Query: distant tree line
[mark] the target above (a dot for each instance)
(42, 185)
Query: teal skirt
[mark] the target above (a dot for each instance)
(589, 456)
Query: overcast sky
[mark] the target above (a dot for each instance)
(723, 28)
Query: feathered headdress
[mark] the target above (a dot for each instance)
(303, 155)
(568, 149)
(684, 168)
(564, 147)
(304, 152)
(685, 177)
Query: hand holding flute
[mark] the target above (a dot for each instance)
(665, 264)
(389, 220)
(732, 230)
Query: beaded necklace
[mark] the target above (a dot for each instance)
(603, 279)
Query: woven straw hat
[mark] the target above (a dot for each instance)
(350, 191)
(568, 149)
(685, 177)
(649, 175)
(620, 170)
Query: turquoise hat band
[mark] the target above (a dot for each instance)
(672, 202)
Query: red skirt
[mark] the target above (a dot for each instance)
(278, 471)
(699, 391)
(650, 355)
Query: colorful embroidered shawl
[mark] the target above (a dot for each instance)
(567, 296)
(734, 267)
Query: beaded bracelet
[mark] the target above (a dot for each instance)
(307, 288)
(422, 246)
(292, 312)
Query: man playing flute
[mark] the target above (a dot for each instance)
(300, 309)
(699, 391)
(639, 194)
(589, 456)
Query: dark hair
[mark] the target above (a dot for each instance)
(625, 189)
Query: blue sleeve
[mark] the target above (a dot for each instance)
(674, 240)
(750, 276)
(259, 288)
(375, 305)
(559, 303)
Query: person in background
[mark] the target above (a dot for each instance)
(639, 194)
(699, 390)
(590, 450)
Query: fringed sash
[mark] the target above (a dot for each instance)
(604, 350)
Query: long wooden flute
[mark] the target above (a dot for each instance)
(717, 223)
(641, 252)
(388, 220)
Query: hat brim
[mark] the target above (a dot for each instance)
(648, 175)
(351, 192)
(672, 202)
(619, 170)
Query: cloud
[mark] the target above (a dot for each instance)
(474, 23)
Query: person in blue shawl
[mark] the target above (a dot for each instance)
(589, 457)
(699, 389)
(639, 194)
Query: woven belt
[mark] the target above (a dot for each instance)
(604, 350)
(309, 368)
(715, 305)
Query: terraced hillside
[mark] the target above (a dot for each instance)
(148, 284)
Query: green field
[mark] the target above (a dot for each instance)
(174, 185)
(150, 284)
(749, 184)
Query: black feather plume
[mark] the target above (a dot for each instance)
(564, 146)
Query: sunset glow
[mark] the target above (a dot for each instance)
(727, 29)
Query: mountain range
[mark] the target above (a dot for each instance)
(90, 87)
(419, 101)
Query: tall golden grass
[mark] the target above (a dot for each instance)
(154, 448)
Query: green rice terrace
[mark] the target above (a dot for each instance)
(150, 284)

--------------------------------

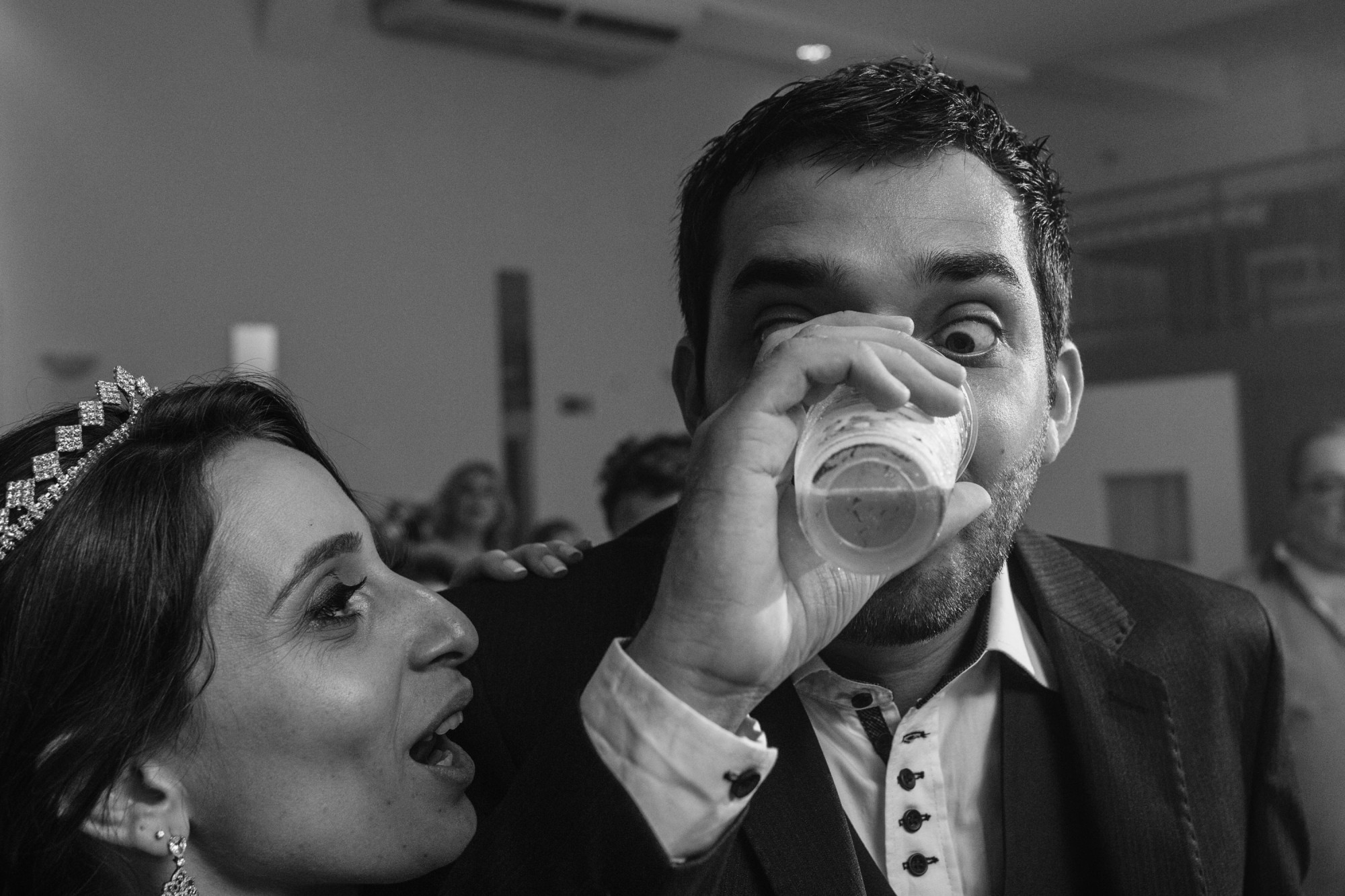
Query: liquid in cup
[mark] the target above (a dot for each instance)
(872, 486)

--------------------------------

→ Stated problem: Copy out every line in the rows above that contains the word "green".

→ Expected output:
Query: green field
Query: green rice terrace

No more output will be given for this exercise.